**What you will do:** Scan the listing and copy each line where the word "keys" is present.

**Data to process:**
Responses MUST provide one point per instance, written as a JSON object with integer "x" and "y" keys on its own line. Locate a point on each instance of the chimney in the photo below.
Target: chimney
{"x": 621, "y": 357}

---

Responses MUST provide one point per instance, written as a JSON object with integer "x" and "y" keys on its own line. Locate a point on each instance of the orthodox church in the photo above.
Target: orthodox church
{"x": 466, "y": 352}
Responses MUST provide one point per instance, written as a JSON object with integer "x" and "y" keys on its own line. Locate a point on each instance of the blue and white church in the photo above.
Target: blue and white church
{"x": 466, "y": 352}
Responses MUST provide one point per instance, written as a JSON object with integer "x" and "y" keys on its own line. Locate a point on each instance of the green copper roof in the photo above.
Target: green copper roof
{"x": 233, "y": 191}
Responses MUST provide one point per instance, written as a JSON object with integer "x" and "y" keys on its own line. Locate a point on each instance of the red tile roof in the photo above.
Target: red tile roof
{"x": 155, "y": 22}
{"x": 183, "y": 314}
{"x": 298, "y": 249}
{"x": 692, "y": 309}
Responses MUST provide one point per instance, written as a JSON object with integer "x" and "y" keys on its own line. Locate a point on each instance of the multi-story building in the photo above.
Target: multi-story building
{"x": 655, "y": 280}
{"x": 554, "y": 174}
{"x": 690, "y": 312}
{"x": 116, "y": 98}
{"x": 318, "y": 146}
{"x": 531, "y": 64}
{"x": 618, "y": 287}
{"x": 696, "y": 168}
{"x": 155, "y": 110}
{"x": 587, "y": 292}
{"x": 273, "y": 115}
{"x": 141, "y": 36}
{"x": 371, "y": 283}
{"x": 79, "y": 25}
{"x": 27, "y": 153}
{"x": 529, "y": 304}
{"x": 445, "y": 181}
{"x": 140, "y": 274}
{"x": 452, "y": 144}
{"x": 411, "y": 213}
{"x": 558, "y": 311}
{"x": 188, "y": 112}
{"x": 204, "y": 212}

**Finished exercise:**
Responses MUST provide one point per instance, written as a JSON object with integer "x" and "y" keys on its own line. Locate a point on each instance of the chimney in the photo below.
Responses MUST provide one point per instance, written as a JSON object with integer "x" and "y" keys on its own line. Locate a point on each instance of the orthodox church in the photo above.
Responses MUST provide one point per instance, written as a JSON object with integer "x" and "y" keys on its own line. Locate a point on each instance of the blue and white church in the photo above.
Responses MUST provide one point per instance, written as a JSON object with integer "x" and "y" keys on its own line. Locate a point on each instance of the green copper roof in the photo above.
Responses MUST provide one point per instance, written as a JSON object with integer "x" and "y" keys on its own line. Locate a point on each instance of the red tile roof in the photo above.
Responses MUST provide one point per instance, written as a JSON object with integer "x" and "y" keys on its own line. Locate a point on each instance of the multi-story building in the photo above.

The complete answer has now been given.